Copy out verbatim the lines of the records below that run from the line holding "Target — weathered wood plank" through the line holding "column 289, row 293", both of those lines included.

*Record set*:
++++++++
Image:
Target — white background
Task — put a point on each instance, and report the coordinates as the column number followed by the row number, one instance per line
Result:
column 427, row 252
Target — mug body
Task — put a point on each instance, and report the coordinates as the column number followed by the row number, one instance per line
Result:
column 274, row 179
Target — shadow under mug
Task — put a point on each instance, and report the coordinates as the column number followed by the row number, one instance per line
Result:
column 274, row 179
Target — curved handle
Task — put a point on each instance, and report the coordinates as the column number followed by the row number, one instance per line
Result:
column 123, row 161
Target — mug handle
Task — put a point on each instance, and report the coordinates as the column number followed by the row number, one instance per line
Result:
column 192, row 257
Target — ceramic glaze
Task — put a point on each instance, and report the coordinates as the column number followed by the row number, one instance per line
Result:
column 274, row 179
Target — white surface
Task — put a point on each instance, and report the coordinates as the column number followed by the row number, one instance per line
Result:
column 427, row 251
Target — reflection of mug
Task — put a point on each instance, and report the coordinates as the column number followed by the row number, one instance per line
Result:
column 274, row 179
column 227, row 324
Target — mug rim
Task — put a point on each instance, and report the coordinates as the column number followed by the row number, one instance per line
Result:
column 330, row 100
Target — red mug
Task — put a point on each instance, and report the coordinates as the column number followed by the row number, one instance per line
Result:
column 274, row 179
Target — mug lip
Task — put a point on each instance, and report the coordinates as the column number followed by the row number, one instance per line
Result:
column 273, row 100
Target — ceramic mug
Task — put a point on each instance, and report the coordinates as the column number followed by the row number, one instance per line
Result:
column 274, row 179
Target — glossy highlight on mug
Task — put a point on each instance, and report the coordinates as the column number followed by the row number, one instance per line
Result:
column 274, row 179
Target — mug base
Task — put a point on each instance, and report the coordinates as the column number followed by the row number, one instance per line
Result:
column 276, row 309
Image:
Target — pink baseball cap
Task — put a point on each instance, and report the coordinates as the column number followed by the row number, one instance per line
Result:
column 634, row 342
++++++++
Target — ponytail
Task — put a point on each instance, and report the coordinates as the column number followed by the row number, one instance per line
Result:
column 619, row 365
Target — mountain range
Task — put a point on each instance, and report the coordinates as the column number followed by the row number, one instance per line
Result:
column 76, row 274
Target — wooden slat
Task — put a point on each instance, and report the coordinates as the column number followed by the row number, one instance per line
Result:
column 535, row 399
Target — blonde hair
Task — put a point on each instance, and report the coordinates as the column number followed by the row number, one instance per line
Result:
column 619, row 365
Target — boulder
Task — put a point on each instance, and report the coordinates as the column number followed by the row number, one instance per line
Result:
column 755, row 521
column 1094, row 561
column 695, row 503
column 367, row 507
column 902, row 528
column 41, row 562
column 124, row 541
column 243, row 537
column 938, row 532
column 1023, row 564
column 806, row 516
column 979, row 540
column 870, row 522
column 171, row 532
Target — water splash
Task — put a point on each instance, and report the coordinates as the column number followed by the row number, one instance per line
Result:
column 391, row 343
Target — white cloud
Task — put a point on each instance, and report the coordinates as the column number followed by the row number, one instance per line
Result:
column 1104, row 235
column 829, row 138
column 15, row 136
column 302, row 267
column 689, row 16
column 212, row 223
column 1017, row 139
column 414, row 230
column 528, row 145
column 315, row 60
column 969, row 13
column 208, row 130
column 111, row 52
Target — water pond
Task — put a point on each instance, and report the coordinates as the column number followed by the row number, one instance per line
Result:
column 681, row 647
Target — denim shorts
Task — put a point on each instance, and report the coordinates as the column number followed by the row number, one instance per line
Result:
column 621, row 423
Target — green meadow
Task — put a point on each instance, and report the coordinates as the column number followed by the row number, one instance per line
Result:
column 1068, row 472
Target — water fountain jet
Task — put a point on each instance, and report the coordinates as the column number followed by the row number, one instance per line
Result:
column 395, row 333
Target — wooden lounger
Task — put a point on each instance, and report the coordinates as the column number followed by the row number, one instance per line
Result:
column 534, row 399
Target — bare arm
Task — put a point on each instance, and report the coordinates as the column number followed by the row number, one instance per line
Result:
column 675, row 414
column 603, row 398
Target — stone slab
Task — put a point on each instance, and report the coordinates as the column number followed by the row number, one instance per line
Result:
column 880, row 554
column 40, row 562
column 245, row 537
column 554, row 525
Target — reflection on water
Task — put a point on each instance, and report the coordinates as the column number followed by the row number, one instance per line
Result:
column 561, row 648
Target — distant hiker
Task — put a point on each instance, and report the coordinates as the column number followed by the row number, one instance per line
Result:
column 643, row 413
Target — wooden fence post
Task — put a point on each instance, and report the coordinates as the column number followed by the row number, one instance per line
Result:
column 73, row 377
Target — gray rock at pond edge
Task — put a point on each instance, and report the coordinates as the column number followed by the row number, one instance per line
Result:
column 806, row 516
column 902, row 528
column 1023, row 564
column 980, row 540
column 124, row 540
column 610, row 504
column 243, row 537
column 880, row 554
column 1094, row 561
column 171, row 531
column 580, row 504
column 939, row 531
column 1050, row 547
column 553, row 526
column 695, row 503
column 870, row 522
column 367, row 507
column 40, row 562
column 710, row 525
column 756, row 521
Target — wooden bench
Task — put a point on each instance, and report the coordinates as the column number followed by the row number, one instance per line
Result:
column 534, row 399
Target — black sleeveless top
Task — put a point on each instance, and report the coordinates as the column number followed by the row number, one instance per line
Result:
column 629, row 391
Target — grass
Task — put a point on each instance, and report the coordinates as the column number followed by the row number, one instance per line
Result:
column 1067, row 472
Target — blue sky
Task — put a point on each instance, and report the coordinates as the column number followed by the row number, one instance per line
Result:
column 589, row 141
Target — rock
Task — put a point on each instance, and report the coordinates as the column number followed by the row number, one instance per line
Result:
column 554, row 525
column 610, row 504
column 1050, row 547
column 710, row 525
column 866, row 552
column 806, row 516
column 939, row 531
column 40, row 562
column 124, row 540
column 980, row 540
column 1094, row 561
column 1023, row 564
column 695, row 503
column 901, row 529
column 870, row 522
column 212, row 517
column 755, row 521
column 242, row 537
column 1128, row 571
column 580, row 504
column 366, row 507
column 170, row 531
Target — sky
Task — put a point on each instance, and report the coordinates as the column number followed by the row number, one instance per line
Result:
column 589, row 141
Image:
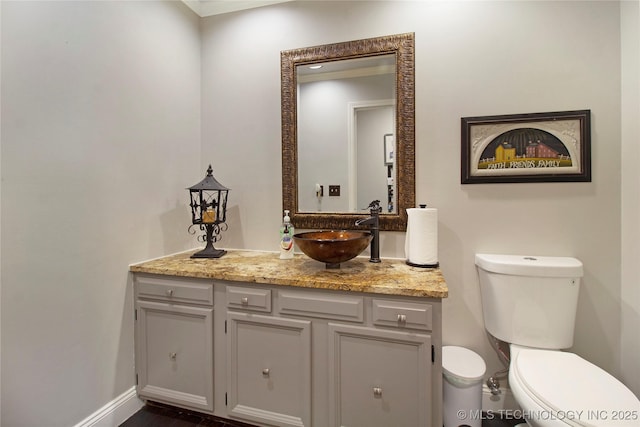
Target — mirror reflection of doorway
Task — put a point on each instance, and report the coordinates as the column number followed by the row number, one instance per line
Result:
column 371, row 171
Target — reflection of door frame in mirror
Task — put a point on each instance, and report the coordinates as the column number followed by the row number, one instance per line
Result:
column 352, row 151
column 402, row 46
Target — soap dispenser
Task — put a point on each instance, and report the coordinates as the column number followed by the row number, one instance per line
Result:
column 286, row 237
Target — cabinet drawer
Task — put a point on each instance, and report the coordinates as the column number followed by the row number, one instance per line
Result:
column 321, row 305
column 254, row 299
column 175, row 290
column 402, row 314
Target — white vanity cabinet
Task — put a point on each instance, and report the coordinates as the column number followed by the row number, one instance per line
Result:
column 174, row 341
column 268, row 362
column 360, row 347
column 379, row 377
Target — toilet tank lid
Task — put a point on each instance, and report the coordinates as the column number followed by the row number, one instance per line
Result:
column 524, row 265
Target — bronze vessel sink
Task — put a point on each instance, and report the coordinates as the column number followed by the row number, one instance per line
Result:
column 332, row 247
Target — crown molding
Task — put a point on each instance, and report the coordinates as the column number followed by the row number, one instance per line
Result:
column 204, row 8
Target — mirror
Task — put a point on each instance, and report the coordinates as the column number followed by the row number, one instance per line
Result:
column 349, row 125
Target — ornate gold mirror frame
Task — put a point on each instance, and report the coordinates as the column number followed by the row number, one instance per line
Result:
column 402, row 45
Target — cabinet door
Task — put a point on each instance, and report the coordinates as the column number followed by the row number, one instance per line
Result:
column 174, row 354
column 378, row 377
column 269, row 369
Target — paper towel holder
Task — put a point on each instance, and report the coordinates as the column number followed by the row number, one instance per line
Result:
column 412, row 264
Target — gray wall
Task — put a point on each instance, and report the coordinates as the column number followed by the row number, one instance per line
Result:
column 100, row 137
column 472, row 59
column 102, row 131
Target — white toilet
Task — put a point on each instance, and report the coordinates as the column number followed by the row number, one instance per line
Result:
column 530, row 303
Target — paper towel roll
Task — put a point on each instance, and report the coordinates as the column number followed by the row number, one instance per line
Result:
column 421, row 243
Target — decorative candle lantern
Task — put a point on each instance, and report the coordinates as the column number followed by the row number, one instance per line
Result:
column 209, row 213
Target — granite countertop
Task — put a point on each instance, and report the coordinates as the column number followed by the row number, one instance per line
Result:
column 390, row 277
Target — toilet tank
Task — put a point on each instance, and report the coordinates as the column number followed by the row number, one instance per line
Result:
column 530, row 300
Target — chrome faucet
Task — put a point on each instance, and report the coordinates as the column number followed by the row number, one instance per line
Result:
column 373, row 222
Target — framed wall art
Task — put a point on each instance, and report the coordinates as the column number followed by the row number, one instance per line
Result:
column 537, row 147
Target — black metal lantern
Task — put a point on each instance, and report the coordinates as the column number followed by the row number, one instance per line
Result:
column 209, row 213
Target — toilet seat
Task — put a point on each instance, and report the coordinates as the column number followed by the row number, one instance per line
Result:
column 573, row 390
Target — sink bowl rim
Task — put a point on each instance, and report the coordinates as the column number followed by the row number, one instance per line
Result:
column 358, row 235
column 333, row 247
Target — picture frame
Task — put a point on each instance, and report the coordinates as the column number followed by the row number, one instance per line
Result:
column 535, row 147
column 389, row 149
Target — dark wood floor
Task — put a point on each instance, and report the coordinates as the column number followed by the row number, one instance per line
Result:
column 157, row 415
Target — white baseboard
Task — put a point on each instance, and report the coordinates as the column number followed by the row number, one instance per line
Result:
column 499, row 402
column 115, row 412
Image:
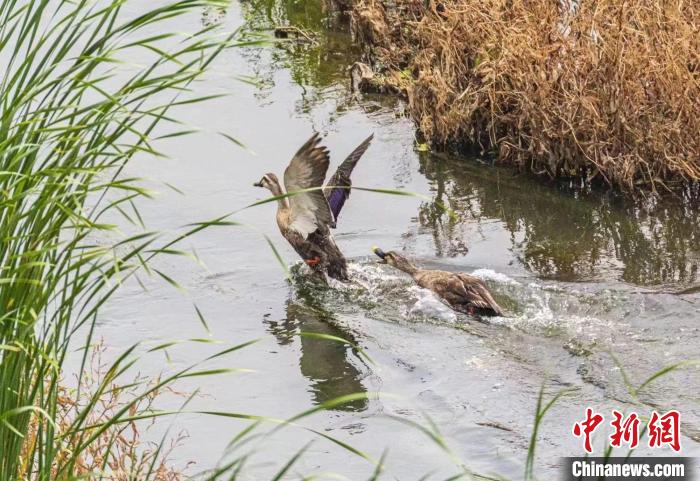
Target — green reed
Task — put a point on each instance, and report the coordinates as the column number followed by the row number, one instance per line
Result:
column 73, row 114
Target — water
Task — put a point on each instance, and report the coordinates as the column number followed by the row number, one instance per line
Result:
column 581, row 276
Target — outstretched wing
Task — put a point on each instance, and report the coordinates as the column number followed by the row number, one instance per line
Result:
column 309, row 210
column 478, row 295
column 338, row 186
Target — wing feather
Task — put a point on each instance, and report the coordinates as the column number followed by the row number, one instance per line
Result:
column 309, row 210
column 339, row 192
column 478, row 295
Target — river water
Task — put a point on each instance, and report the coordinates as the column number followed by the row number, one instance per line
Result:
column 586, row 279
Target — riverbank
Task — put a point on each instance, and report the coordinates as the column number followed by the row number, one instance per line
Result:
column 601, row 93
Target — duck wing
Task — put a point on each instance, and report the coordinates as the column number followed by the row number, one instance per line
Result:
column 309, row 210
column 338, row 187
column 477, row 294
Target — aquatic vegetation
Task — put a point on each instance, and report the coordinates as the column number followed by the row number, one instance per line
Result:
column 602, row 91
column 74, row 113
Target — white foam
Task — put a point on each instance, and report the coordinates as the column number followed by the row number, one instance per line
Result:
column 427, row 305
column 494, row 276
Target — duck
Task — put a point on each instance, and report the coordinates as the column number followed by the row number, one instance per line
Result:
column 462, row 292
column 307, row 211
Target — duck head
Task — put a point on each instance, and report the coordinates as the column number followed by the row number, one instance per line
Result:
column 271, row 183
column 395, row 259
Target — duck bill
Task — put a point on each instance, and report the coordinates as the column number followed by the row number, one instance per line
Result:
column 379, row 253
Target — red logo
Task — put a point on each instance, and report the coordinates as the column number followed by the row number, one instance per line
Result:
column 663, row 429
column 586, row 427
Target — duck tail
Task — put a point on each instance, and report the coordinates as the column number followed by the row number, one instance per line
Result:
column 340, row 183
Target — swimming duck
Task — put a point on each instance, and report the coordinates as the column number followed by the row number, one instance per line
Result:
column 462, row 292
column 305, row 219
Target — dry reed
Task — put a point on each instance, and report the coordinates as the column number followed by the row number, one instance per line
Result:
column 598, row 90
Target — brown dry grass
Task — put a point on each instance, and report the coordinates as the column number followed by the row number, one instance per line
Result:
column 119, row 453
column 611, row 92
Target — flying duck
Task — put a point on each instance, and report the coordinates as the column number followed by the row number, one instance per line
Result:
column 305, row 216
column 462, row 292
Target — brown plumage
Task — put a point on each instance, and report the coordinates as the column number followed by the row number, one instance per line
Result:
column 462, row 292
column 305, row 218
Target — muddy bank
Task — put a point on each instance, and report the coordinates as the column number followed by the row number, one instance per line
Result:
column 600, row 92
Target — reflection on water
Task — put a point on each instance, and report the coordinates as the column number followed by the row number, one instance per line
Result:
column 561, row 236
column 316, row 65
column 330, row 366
++++++++
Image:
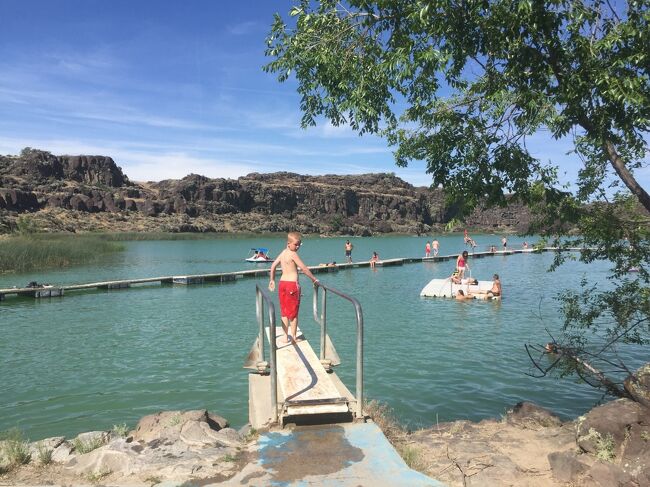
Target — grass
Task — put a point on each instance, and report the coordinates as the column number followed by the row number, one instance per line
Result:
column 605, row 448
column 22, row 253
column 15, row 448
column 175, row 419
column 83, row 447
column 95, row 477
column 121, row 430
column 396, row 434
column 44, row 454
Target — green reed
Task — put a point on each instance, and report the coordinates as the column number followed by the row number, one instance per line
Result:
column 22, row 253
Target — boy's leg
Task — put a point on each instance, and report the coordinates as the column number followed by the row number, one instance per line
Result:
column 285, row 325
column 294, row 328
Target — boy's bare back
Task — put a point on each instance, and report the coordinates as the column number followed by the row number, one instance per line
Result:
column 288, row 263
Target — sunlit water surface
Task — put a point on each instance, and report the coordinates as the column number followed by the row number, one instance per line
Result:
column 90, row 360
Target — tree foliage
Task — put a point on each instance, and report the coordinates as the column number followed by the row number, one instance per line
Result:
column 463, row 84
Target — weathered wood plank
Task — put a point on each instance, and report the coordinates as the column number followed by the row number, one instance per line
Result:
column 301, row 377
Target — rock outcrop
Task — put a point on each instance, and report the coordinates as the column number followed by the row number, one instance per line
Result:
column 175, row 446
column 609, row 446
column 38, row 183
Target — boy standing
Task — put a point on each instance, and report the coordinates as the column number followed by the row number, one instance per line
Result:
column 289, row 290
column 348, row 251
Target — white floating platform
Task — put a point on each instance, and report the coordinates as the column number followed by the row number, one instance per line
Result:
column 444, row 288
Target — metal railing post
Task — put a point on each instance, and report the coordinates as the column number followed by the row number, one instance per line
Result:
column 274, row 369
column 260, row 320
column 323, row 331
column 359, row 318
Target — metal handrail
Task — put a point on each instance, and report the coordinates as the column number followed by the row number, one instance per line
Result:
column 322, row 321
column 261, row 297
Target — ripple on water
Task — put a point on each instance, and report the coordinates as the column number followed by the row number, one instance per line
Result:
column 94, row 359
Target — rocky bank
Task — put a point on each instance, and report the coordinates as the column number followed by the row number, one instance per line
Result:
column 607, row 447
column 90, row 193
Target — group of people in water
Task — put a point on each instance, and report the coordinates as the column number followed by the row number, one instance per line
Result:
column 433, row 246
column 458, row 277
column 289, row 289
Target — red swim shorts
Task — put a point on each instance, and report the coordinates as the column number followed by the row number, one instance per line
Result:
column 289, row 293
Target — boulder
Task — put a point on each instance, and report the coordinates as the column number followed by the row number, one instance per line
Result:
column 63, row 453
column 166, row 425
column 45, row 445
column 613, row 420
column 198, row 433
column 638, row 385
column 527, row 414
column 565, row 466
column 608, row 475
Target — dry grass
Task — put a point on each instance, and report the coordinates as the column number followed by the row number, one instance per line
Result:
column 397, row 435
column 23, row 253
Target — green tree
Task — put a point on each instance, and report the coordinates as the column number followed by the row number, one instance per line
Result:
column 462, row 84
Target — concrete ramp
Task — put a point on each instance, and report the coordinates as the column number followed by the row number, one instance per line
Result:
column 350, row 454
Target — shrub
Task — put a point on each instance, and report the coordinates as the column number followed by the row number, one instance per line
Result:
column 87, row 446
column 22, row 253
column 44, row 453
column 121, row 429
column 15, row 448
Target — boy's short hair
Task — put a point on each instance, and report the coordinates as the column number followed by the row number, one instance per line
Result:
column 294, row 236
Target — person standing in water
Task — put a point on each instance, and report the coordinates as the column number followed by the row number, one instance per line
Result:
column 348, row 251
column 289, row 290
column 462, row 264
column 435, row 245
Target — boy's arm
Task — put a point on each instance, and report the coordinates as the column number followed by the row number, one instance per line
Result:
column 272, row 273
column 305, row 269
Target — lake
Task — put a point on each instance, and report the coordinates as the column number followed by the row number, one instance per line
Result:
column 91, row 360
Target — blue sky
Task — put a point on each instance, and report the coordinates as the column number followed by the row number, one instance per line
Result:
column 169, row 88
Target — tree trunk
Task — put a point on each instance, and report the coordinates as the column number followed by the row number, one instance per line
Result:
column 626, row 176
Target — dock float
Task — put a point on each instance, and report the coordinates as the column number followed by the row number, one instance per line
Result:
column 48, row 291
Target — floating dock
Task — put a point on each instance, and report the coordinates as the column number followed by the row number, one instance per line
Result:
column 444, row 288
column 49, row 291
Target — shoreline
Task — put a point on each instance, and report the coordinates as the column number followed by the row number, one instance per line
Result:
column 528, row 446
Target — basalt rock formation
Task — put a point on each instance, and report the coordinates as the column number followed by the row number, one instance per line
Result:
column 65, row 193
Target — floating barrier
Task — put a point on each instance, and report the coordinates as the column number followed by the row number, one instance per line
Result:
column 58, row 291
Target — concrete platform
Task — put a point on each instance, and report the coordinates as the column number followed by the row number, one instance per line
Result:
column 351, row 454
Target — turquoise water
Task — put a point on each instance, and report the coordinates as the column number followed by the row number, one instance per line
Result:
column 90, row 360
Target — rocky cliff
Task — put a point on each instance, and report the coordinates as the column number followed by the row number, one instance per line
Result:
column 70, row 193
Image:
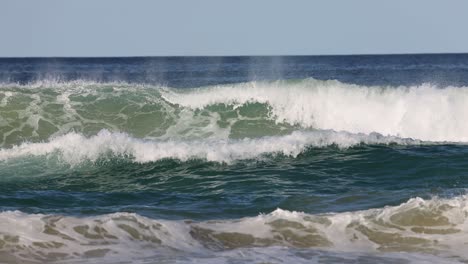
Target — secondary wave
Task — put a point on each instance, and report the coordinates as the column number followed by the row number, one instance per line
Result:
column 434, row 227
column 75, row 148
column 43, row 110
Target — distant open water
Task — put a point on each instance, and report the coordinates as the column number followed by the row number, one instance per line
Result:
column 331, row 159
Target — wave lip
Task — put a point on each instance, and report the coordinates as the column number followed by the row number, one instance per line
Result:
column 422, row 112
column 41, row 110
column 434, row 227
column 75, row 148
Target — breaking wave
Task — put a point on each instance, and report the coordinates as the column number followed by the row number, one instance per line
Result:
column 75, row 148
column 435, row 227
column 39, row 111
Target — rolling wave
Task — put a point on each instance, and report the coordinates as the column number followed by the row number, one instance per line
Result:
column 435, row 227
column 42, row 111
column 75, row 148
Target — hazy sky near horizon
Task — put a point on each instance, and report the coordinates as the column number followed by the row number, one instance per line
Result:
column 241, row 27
++++++++
*Complete answer*:
Target — weathered wood plank
Task — put a point on each instance, and report the coordinates as the column number followed by the row number, one instance per line
Result:
column 301, row 377
Target — rock outcrop
Task — put a point on each instance, and report the coordinates as the column number followed by the row number, one instance per line
Result:
column 175, row 446
column 609, row 446
column 38, row 183
Target — boy standing
Task — put a point on each instance, and report the coordinates as the column number followed by the row number, one instance per line
Result:
column 289, row 290
column 348, row 251
Target — white floating platform
Task — put a point on each instance, and report the coordinates as the column number followed by the row number, one instance per line
Result:
column 444, row 288
Target — metal railing post
Task — put a point on each instance, and report the coordinates as the column number followed by the row number, one instance per line
Result:
column 274, row 369
column 260, row 320
column 323, row 331
column 359, row 318
Target — metal handrail
Task — put a point on each instance, and report the coordinates as the column number followed by the row number, one instance per line
Result:
column 322, row 321
column 261, row 297
Target — ripple on water
Task — put a point on each instance, and report the coordinates as the column number followed by the row number, one instance per line
Result:
column 94, row 359
Target — rocky bank
Task — put a point on each instance, and report the coordinates as the column number followed by the row number, one instance per line
Result:
column 607, row 447
column 90, row 193
Target — group of people in water
Task — put a point on each instance, and report the coordinates as the column number followed by the row number, one instance per line
Result:
column 433, row 246
column 458, row 277
column 289, row 289
Target — red swim shorts
Task — put a point on each instance, and report the coordinates as the column number followed by the row number, one instance per line
Result:
column 289, row 293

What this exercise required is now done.